Material for the task:
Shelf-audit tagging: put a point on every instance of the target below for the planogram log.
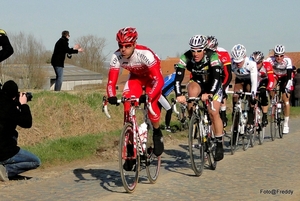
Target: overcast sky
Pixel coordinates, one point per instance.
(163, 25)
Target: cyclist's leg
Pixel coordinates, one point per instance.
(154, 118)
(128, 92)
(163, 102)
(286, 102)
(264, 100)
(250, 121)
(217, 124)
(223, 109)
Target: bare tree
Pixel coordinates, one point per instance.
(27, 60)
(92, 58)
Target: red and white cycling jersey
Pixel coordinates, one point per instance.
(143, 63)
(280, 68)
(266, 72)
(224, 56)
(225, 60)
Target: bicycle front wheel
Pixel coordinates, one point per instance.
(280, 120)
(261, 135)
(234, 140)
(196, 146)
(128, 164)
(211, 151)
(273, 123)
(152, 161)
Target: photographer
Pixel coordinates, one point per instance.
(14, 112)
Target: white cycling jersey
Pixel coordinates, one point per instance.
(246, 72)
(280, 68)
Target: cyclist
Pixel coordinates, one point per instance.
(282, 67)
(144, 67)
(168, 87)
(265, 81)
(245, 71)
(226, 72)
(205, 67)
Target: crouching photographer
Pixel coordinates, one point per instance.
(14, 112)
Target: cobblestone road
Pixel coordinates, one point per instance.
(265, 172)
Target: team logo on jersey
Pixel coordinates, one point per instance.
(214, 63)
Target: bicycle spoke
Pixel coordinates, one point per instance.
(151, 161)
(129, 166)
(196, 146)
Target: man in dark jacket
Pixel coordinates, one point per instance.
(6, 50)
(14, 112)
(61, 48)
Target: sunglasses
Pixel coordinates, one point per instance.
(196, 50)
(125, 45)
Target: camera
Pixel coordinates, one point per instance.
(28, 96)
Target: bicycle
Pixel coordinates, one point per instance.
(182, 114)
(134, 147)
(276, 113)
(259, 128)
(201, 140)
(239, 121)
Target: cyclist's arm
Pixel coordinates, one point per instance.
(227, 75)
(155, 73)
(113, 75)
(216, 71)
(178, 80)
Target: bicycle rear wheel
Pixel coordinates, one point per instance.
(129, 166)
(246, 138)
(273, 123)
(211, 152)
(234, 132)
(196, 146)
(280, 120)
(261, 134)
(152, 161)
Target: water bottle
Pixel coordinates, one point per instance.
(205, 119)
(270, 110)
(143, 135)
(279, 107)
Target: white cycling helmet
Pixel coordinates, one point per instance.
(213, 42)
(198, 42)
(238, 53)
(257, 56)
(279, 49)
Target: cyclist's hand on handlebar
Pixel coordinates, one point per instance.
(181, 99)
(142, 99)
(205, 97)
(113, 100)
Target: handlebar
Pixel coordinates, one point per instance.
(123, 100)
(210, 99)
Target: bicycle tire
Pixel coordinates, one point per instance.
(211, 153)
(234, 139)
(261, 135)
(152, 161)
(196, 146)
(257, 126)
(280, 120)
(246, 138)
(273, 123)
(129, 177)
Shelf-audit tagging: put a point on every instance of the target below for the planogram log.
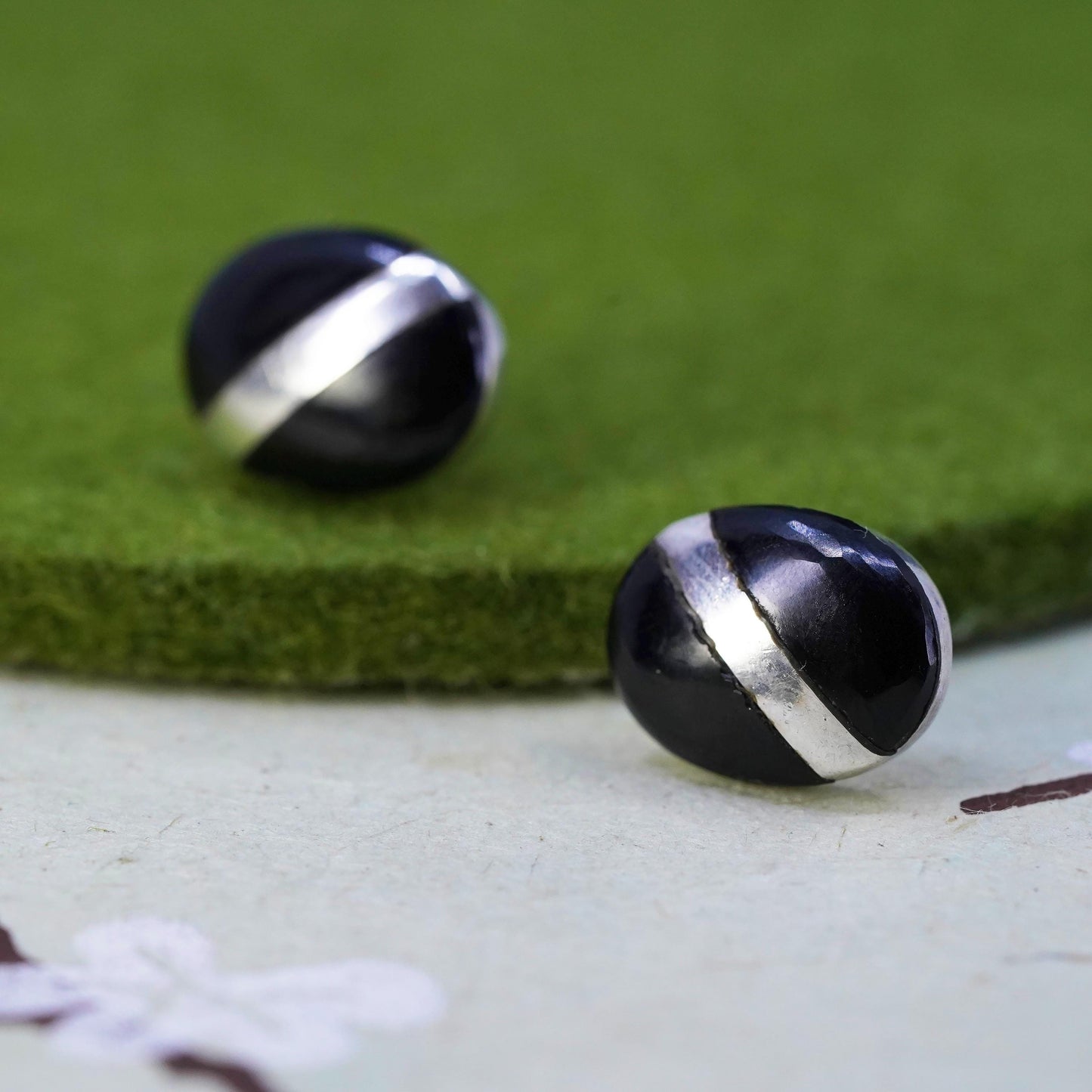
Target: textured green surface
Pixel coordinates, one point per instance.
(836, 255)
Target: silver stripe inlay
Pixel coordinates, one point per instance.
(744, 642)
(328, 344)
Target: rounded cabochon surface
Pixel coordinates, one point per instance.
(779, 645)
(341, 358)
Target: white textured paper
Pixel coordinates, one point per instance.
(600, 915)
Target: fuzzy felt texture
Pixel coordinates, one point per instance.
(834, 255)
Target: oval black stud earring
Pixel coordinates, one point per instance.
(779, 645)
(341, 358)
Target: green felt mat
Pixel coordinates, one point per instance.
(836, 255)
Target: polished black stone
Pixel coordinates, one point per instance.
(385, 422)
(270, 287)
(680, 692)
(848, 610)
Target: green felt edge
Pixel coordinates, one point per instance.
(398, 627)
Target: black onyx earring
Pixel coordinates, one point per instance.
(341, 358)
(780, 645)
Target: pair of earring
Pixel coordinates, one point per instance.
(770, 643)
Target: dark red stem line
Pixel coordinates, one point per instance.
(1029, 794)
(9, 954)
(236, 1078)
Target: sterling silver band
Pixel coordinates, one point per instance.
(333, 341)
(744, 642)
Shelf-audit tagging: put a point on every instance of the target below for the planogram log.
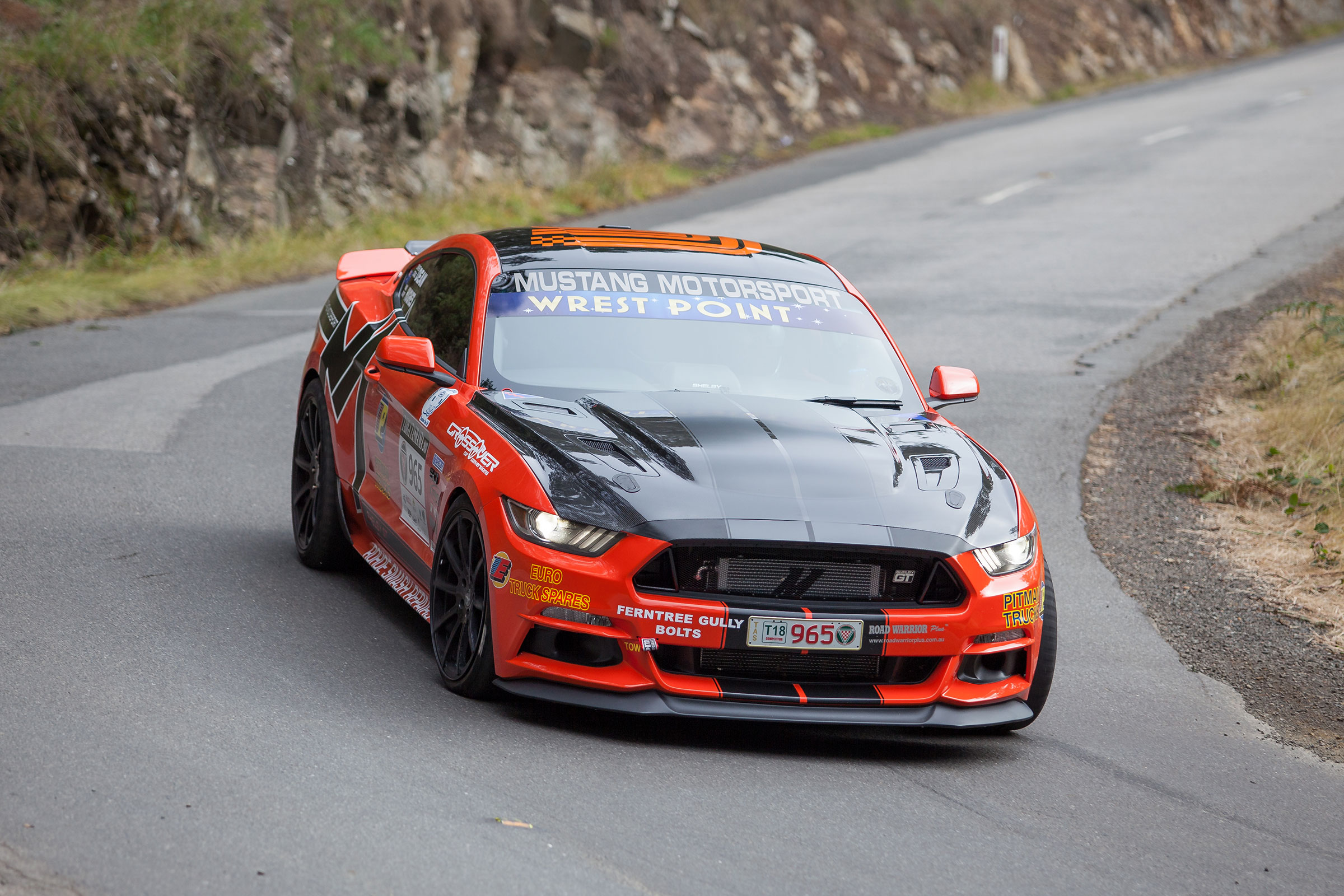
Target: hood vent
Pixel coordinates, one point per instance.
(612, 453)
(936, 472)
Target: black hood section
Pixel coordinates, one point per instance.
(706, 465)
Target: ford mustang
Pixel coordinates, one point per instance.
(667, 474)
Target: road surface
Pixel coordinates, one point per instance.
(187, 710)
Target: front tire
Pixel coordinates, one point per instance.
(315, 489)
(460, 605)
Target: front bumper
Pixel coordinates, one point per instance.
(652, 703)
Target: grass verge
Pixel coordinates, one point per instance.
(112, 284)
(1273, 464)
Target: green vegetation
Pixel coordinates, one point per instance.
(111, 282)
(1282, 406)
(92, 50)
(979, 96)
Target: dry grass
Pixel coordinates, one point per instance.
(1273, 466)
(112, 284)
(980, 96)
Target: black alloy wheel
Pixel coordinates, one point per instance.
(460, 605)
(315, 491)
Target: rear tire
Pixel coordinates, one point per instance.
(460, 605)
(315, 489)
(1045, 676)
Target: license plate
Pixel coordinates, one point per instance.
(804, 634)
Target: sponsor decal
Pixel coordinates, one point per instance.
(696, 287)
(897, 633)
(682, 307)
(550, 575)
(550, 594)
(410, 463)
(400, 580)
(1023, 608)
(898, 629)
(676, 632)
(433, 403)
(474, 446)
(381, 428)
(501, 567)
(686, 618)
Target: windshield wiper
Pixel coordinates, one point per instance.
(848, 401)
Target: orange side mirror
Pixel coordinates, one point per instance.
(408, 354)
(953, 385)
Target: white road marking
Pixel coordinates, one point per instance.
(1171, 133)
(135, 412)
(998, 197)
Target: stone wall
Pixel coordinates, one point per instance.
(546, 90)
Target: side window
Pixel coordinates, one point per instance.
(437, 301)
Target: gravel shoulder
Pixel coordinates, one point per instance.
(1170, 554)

Exercise objective: Convert all of the lines above into a numbered list, skipping blank lines and omitting the pictures.

Task result:
1. Shelf-audit tagging: put a point on every instance of the target below for the planogram log.
2. Target: overcast sky
3. Pixel coordinates, one point per instance.
4. (163, 25)
5. Target: cyclist's leg
6. Pixel coordinates, one point per instance.
7. (154, 118)
8. (128, 92)
9. (163, 102)
10. (286, 102)
11. (264, 100)
12. (250, 121)
13. (217, 124)
14. (223, 109)
15. Target: bare tree
16. Pixel coordinates, one point per instance.
17. (27, 60)
18. (92, 58)
19. Target: red and white cycling jersey
20. Pixel coordinates, one point per instance.
21. (143, 63)
22. (280, 68)
23. (266, 72)
24. (224, 56)
25. (225, 60)
26. Target: bicycle front wheel
27. Pixel coordinates, one point per instance.
28. (280, 120)
29. (261, 135)
30. (234, 140)
31. (196, 146)
32. (128, 164)
33. (211, 151)
34. (273, 123)
35. (152, 161)
36. Target: photographer
37. Pixel coordinates, one point per instance.
38. (14, 112)
39. Target: white cycling jersey
40. Pixel coordinates, one point per instance.
41. (246, 72)
42. (280, 68)
43. Target: cyclist
44. Pixel coordinates, one point per instance.
45. (282, 67)
46. (144, 67)
47. (168, 87)
48. (265, 81)
49. (245, 71)
50. (226, 72)
51. (205, 67)
52. Target: crouching photographer
53. Pixel coordinates, one point per instance.
54. (14, 112)
55. Target: cobblestone road
56. Pixel coordinates, one point per instance.
57. (265, 172)
58. Target: team logo on jersey
59. Pixel coordinates, one point per instance.
60. (214, 63)
61. Target: bicycle spoke
62. Pixel coordinates, one point per instance.
63. (151, 161)
64. (129, 166)
65. (196, 146)
66. Target: man in dark jacket
67. Pixel coordinates, one point per instance.
68. (6, 50)
69. (14, 112)
70. (61, 48)
71. Target: sunglasses
72. Pixel coordinates, one point per instance.
73. (196, 50)
74. (125, 45)
75. Target: camera
76. Pixel coordinates, one point per instance.
77. (28, 96)
78. Target: bicycle
79. Pixel coordinates, one point per instance.
80. (182, 114)
81. (134, 147)
82. (276, 113)
83. (259, 128)
84. (201, 140)
85. (239, 121)
86. Target: cyclist's arm
87. Pixel coordinates, one point per instance.
88. (227, 75)
89. (155, 73)
90. (113, 75)
91. (216, 71)
92. (178, 80)
93. Target: bicycle rear wheel
94. Pixel coordinates, one point per instance.
95. (129, 166)
96. (246, 138)
97. (273, 123)
98. (211, 152)
99. (234, 132)
100. (196, 146)
101. (280, 120)
102. (261, 134)
103. (152, 161)
104. Target: water bottle
105. Pixel coordinates, one point per instance.
106. (205, 119)
107. (270, 110)
108. (143, 135)
109. (279, 107)
110. Target: white cycling helmet
111. Pixel coordinates, one point per instance.
112. (213, 42)
113. (198, 42)
114. (238, 53)
115. (257, 56)
116. (279, 49)
117. Target: cyclist's hand on handlebar
118. Pixel coordinates, one point per instance.
119. (181, 99)
120. (142, 99)
121. (205, 97)
122. (113, 100)
123. Target: handlebar
124. Pixel coordinates, one point per instance.
125. (123, 100)
126. (210, 99)
127. Target: bicycle tire
128. Pixel coordinates, one point per instance.
129. (211, 153)
130. (234, 139)
131. (261, 135)
132. (152, 161)
133. (196, 146)
134. (257, 126)
135. (280, 120)
136. (246, 138)
137. (273, 123)
138. (129, 177)
139. Shelf-audit tagging: put a point on every instance of the target below for the planogram log.
140. Target: textured green surface
141. Pixel coordinates, one point per instance.
142. (836, 255)
143. Target: silver stripe inlay
144. Pixel coordinates, one point per instance.
145. (744, 642)
146. (328, 344)
147. Target: rounded cabochon surface
148. Pixel coordinates, one point per instance.
149. (779, 645)
150. (341, 358)
151. Target: white textured paper
152. Pixel coordinates, one point per instance.
153. (600, 915)
154. Target: fuzzy felt texture
155. Pixel coordinates, one point per instance.
156. (834, 255)
157. Target: oval black stud earring
158. Pixel coordinates, one point per instance.
159. (779, 645)
160. (341, 358)
161. Target: green felt mat
162. Pixel coordinates, one point per instance.
163. (836, 255)
164. Target: polished black stone
165. Pixel coordinates, one point per instance.
166. (385, 422)
167. (270, 287)
168. (680, 692)
169. (848, 610)
170. Target: green felt edge
171. Pixel coordinates, one point per instance.
172. (398, 627)
173. Target: black onyx earring
174. Pixel coordinates, one point per instance.
175. (341, 358)
176. (780, 645)
177. Target: pair of earring
178. Pixel coordinates, one point per instance.
179. (770, 643)
180. Target: dark red stem line
181. Pixel coordinates, one point per instance.
182. (1029, 794)
183. (9, 954)
184. (236, 1078)
185. Target: sterling silver band
186. Pixel coordinates, one point per instance.
187. (333, 341)
188. (744, 642)
189. Shelf-audit tagging: put a point on every instance of the target below for the planogram log.
190. Target: hood vent
191. Pixel coordinates, one point per instance.
192. (612, 453)
193. (936, 472)
194. Target: black hood section
195. Pixel coordinates, one point per instance.
196. (706, 465)
197. Target: ford mustang
198. Pixel coordinates, one point per instance.
199. (667, 474)
200. Target: road surface
201. Pixel coordinates, one point per instance.
202. (187, 710)
203. Target: front tire
204. Pixel coordinates, one point per instance.
205. (315, 489)
206. (460, 605)
207. Target: front bumper
208. Pixel coordinates, one point per instance.
209. (652, 703)
210. Target: grass verge
211. Pixel coordinates, one point per instance.
212. (112, 284)
213. (1273, 464)
214. Target: green vegetation
215. Pixel coordinates, one point per instance.
216. (111, 282)
217. (1282, 406)
218. (92, 50)
219. (979, 96)
220. Target: dry grass
221. Pixel coordinates, one point per instance.
222. (1273, 466)
223. (112, 284)
224. (980, 96)
225. Target: black alloy wheel
226. Pixel coordinates, one point per instance.
227. (460, 605)
228. (315, 491)
229. Target: rear tire
230. Pixel coordinates, one point per instance.
231. (460, 605)
232. (315, 489)
233. (1045, 676)
234. Target: license plate
235. Pixel coordinates, one point per instance.
236. (804, 634)
237. Target: sponsor decal
238. Pixel coordinates, one point per instance.
239. (696, 287)
240. (897, 633)
241. (682, 307)
242. (550, 575)
243. (550, 594)
244. (410, 463)
245. (400, 580)
246. (1023, 608)
247. (898, 629)
248. (676, 632)
249. (433, 403)
250. (474, 446)
251. (381, 428)
252. (501, 567)
253. (686, 618)
254. Target: windshield wiper
255. Pixel coordinates, one point per instance.
256. (848, 401)
257. Target: orange side mirror
258. Pixel coordinates, one point per instance.
259. (408, 354)
260. (953, 385)
261. Target: white road marking
262. Pixel coordinates, one point per instance.
263. (1171, 133)
264. (135, 412)
265. (998, 197)
266. Target: stone wall
267. Pixel coordinates, one point per instance.
268. (546, 90)
269. Target: side window
270. Pixel coordinates, one point per instance.
271. (437, 301)
272. Target: gravel shoulder
273. Pixel coordinates, one point per instance.
274. (1170, 554)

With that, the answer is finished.